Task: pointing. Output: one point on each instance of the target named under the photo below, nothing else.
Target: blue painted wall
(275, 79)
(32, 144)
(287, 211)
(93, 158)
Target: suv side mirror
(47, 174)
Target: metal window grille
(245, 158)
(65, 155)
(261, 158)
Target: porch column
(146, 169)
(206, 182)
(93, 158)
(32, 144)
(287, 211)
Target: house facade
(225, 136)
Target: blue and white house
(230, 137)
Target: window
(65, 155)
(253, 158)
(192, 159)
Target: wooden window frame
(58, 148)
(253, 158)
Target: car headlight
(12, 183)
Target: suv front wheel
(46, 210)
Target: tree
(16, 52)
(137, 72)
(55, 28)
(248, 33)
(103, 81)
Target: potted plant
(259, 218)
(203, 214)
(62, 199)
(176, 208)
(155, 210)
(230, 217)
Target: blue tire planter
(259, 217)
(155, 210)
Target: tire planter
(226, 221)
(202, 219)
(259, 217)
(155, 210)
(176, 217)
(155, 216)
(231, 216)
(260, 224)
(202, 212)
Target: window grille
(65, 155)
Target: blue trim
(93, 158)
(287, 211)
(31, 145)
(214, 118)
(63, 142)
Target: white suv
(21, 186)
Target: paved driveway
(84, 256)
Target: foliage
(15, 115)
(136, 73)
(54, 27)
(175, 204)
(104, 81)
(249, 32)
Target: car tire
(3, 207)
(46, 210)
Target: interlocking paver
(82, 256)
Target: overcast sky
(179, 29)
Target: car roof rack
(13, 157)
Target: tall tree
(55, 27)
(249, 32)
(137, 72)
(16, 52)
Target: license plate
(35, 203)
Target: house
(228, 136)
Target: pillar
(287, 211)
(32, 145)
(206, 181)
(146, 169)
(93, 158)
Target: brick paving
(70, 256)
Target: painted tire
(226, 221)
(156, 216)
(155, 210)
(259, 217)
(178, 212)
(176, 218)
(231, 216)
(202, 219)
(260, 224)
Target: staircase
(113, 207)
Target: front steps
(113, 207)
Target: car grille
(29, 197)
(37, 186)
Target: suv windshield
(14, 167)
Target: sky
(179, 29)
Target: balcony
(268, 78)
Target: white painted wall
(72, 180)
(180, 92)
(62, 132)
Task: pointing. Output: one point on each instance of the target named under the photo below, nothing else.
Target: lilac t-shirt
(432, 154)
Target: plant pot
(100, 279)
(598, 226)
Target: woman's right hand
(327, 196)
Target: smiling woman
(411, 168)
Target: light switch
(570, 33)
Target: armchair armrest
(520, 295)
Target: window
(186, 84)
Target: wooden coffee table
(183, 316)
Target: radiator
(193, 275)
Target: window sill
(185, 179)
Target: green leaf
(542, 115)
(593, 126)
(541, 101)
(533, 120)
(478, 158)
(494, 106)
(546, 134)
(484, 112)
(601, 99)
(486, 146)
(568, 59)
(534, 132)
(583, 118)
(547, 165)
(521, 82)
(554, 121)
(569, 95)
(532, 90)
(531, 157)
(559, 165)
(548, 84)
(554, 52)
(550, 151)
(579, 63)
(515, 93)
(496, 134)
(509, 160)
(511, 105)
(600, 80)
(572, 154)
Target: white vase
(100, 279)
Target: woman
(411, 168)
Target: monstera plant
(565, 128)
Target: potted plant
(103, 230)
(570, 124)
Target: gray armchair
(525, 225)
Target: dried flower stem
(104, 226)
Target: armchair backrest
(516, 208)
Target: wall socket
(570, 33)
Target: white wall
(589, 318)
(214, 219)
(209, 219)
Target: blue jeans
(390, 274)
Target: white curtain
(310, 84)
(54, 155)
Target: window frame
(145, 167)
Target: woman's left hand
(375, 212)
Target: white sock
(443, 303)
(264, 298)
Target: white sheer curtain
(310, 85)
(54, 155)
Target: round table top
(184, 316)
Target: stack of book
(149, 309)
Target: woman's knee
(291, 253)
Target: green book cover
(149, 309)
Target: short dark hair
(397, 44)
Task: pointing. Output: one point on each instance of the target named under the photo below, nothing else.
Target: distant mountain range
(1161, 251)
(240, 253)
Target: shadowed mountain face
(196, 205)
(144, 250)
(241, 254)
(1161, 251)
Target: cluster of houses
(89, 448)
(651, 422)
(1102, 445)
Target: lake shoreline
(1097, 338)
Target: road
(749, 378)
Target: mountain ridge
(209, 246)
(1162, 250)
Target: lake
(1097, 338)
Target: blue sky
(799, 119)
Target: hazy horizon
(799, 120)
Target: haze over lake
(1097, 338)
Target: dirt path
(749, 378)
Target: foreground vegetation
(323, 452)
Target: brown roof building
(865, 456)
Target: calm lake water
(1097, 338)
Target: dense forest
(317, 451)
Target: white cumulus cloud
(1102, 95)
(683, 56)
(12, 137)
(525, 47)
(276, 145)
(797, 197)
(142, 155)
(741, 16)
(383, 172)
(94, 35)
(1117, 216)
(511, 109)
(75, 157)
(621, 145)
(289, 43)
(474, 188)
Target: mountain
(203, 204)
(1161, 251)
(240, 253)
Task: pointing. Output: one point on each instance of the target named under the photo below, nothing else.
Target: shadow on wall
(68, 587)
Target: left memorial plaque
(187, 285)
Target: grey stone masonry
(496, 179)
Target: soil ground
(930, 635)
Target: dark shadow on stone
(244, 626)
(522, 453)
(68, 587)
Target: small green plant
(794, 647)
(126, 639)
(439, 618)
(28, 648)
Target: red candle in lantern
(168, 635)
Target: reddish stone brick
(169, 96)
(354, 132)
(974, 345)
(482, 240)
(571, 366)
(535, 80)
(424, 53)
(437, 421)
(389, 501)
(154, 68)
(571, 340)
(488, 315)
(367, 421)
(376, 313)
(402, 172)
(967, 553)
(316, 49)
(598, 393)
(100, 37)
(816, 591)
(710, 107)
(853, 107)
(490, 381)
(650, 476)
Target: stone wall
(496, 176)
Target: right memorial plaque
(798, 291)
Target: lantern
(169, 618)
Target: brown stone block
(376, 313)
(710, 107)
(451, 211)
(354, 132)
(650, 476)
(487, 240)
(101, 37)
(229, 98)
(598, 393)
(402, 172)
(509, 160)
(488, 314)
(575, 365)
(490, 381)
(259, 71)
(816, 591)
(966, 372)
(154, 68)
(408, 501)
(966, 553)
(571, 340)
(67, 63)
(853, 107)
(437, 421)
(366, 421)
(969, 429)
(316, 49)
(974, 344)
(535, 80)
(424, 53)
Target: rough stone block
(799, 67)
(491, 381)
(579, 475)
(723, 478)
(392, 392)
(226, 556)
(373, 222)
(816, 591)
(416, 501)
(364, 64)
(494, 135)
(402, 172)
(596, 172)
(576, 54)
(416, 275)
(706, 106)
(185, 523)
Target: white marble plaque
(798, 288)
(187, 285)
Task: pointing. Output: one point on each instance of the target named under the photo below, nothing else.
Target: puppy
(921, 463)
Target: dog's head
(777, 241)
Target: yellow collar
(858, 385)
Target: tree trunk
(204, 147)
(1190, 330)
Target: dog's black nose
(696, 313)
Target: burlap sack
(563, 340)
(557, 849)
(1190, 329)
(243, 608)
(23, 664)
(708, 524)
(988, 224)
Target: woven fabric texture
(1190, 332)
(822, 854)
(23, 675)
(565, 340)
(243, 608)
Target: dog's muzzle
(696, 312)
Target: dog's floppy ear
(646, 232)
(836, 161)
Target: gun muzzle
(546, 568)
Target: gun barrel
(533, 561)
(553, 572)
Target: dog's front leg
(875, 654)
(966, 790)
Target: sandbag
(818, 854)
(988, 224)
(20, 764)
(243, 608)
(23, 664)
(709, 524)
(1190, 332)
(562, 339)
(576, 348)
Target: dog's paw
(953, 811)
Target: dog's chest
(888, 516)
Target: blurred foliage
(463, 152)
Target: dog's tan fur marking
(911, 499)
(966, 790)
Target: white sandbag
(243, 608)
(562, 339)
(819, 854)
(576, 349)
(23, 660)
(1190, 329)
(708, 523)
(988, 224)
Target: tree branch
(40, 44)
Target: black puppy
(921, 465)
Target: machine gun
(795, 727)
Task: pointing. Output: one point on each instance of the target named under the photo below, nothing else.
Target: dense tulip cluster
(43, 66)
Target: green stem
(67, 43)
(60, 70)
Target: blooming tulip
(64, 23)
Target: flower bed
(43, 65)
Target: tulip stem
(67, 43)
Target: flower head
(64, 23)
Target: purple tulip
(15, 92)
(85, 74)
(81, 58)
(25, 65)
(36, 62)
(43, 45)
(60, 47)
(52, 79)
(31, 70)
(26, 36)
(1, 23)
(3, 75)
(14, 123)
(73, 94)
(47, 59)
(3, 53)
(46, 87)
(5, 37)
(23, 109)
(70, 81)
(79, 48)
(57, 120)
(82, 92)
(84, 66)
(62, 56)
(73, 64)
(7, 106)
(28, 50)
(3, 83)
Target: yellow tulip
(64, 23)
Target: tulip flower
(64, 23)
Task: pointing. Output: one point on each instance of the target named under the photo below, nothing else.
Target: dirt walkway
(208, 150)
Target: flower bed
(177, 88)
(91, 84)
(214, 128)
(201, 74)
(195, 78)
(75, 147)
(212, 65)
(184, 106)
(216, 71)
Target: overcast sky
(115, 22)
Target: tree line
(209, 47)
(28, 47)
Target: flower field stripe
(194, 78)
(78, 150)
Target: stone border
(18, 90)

****************************************

Write out exactly the lines that run from the one containing "Target: blooming tulip" to the end of the records, both end lines included.

Target: blooming tulip
(64, 23)
Target: flower bed
(43, 65)
Target: tulip stem
(67, 43)
Target: flower head
(64, 23)
Target: purple tulip
(15, 92)
(85, 74)
(81, 58)
(25, 65)
(36, 62)
(43, 45)
(60, 47)
(52, 79)
(31, 70)
(26, 36)
(1, 23)
(3, 75)
(14, 123)
(73, 94)
(47, 59)
(3, 53)
(46, 87)
(5, 37)
(23, 109)
(70, 81)
(79, 48)
(57, 120)
(82, 92)
(84, 66)
(62, 56)
(73, 64)
(7, 106)
(28, 50)
(3, 83)
Target: yellow tulip
(64, 23)
Target: tulip flower
(64, 23)
Task: pointing. Output: one point on each instance of the target named under the photo below, nothing else.
Target: dirt walkway
(208, 150)
Target: flower bed
(177, 88)
(91, 84)
(214, 128)
(201, 74)
(195, 78)
(75, 147)
(212, 65)
(184, 106)
(216, 71)
Target: overcast sky
(115, 22)
Target: tree line
(209, 47)
(28, 47)
Target: flower field stripe
(194, 78)
(78, 150)
Target: stone border
(18, 90)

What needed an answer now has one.